[Dataset rows]
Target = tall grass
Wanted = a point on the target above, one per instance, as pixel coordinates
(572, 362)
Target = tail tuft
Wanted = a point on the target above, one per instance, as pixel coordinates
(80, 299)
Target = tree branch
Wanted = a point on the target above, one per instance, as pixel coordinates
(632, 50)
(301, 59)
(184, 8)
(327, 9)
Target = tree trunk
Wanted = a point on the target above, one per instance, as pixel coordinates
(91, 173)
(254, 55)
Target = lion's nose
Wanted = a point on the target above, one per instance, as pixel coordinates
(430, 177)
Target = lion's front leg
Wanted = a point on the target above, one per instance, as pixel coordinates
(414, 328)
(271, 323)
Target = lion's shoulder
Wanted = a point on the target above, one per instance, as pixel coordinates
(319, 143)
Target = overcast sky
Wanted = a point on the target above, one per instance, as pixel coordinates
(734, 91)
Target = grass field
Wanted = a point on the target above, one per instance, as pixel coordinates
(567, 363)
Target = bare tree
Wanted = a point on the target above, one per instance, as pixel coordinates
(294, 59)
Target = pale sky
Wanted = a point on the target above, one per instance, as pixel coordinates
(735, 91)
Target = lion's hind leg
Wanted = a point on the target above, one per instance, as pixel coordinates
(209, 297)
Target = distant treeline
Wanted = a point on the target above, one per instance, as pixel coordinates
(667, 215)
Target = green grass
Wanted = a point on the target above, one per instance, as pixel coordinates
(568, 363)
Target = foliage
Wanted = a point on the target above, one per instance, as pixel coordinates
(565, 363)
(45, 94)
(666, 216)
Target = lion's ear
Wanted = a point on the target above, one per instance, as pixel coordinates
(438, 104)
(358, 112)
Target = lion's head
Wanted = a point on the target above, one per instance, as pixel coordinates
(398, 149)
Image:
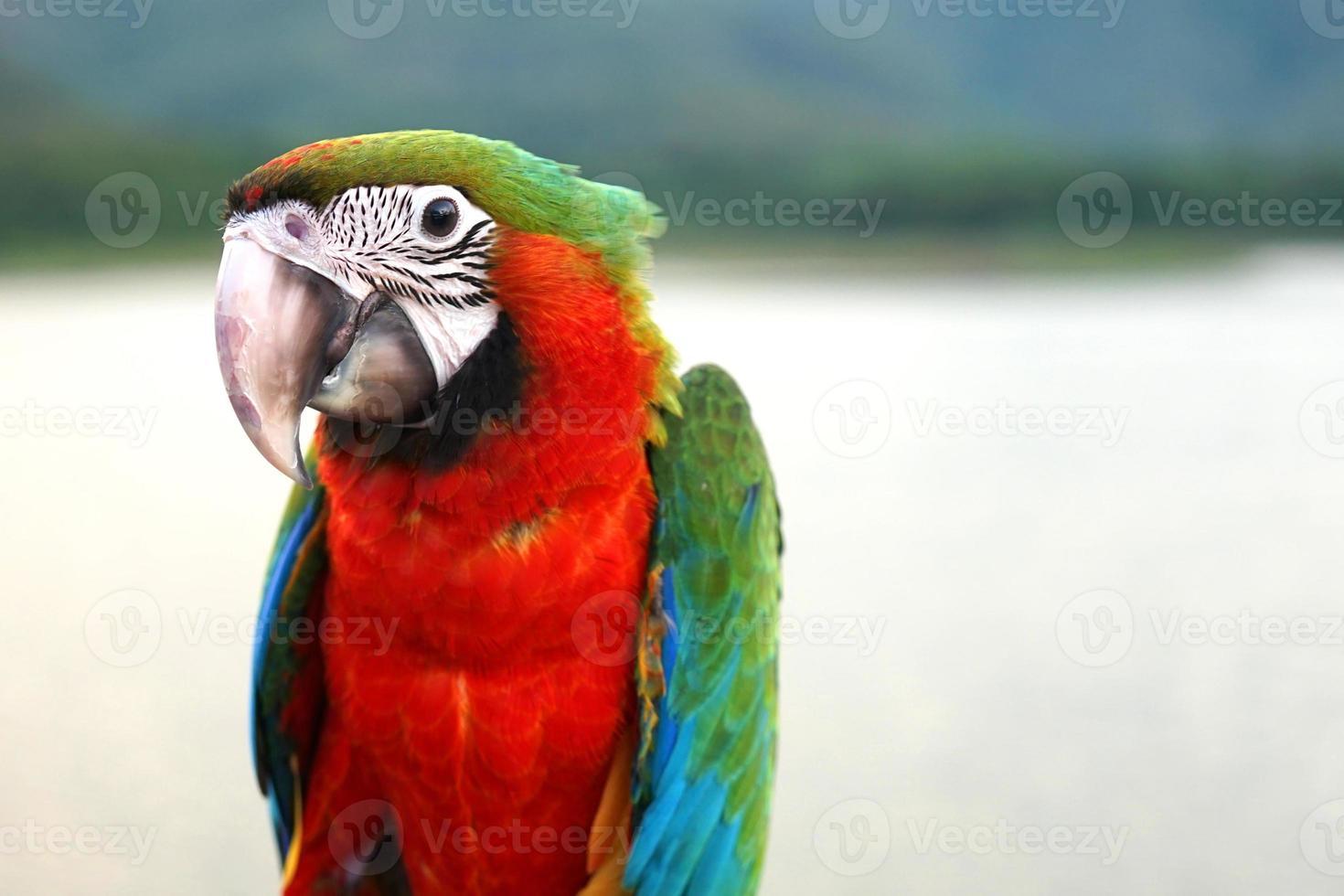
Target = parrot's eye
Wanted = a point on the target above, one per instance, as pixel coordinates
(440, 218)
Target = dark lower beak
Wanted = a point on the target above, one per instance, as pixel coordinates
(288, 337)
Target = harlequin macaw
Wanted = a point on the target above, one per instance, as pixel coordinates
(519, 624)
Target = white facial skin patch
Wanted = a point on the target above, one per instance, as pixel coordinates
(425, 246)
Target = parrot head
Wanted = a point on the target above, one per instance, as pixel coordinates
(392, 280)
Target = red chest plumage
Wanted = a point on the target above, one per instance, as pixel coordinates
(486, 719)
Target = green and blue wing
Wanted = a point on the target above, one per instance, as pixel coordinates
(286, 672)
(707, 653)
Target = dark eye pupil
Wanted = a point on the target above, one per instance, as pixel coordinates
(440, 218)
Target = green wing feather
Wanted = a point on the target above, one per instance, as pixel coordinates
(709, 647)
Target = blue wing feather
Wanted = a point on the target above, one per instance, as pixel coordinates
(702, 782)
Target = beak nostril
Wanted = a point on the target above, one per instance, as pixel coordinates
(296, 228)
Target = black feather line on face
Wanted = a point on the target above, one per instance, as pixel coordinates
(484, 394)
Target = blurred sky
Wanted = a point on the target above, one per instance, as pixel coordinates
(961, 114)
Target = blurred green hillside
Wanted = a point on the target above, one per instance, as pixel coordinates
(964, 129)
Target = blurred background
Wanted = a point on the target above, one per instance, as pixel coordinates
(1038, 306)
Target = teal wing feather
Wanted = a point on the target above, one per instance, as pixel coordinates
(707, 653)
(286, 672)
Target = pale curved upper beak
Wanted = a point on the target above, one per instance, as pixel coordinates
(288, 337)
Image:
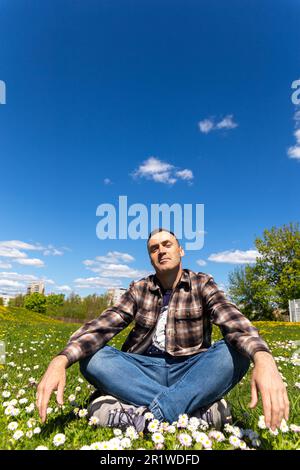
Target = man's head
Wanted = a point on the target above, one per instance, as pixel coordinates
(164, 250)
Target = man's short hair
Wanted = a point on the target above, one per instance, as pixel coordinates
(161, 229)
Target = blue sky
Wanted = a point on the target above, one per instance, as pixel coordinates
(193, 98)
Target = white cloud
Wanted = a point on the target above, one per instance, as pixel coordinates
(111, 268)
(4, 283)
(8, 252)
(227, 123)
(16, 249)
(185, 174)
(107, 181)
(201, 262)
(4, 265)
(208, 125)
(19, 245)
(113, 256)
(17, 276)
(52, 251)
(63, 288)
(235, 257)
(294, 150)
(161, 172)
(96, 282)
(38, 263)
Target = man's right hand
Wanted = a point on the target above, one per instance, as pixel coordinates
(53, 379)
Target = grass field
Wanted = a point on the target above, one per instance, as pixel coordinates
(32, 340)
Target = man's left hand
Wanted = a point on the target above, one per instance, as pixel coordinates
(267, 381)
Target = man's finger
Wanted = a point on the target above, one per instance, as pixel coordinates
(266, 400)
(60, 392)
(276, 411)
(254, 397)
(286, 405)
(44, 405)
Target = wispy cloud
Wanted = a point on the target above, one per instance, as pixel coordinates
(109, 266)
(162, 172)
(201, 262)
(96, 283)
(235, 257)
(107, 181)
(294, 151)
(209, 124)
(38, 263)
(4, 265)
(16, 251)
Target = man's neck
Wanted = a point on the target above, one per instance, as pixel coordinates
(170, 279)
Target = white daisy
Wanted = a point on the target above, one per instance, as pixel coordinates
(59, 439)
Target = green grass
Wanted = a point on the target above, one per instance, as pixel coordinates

--

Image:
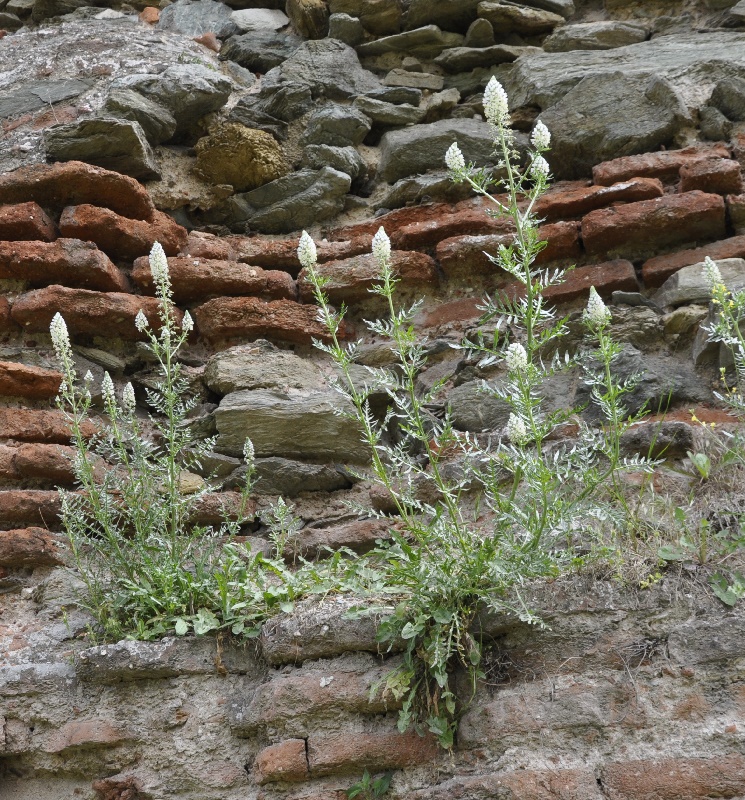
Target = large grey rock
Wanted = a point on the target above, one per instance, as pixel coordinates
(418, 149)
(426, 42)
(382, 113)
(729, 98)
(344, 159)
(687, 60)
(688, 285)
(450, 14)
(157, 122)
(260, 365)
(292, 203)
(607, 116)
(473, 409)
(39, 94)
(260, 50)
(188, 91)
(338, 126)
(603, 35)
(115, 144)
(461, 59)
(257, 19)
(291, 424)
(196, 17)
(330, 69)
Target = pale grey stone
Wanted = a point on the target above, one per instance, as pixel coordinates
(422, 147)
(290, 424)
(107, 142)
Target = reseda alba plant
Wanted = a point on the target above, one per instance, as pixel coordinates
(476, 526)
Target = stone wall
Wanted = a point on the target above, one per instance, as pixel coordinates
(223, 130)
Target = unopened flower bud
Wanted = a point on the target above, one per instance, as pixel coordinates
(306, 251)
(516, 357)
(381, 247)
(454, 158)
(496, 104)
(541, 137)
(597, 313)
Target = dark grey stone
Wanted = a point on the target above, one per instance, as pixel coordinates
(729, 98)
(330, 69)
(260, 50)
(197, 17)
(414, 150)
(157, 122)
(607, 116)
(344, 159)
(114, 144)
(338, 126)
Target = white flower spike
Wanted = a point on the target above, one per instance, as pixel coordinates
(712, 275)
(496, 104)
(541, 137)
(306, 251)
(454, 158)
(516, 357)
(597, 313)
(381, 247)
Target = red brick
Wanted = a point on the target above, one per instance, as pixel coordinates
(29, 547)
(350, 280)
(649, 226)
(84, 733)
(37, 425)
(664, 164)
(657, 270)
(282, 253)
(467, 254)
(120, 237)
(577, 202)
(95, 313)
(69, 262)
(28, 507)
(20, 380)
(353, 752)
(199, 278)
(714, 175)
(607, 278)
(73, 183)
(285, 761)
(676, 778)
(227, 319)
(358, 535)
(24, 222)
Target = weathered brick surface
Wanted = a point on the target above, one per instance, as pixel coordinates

==

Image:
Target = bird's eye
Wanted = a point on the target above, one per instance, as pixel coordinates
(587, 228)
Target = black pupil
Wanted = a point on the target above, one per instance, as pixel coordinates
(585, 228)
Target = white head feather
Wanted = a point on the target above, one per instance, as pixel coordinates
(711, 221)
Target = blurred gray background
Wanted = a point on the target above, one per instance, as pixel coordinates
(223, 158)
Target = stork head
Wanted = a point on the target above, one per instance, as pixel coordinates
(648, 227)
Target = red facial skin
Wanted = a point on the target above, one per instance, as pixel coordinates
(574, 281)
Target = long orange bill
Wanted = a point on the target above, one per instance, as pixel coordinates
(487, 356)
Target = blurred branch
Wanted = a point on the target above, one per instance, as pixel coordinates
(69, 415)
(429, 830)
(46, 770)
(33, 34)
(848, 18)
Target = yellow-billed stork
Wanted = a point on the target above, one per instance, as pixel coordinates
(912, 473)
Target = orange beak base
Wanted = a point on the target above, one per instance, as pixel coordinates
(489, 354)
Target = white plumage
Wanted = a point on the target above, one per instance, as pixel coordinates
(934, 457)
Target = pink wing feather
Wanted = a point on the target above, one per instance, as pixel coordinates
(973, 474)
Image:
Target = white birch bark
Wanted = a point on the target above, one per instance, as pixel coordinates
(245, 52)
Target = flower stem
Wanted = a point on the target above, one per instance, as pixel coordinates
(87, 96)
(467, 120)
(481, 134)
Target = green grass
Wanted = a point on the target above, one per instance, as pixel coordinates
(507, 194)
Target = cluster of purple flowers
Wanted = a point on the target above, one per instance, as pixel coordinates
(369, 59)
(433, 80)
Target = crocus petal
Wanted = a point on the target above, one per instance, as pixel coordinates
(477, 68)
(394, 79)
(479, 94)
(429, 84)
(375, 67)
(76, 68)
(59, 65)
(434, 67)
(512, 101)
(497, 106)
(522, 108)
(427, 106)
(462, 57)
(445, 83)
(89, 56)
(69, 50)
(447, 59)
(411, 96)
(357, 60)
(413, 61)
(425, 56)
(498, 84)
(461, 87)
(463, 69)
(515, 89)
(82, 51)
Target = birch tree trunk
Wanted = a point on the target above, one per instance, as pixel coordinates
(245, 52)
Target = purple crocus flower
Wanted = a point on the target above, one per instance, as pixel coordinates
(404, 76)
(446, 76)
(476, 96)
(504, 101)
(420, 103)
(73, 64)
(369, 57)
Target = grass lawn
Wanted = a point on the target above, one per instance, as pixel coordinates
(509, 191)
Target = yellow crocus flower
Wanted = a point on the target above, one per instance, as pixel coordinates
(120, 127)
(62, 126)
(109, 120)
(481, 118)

=== Exercise brief ===
Identify every line of the items above that contains the word "purple", and copy each of those lines.

=== Task response ===
Target = cluster of purple flowers
Target = purple crocus flower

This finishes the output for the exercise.